Reproduce every line of the records below verbatim, leaving the pictures out.
════
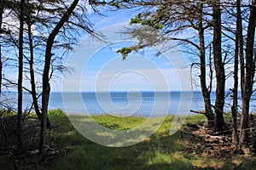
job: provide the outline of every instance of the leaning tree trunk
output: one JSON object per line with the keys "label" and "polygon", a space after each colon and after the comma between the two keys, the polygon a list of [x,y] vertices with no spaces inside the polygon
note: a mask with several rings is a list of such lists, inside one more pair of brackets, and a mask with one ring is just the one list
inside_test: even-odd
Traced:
════
→ **Expected answer**
job: provide the outline of every instance of the leaning tree trunk
output: one JSON object per line with the keys "label" and "polygon", a space after each colon and after the comma between the two keys, the polygon a list of [x,y] vertices with no spaces inside the polygon
note: a mask with several rings is a list of such lists, inside one more pair of brackets, and a mask with one ring is just the one list
inside_test: even-odd
Traced:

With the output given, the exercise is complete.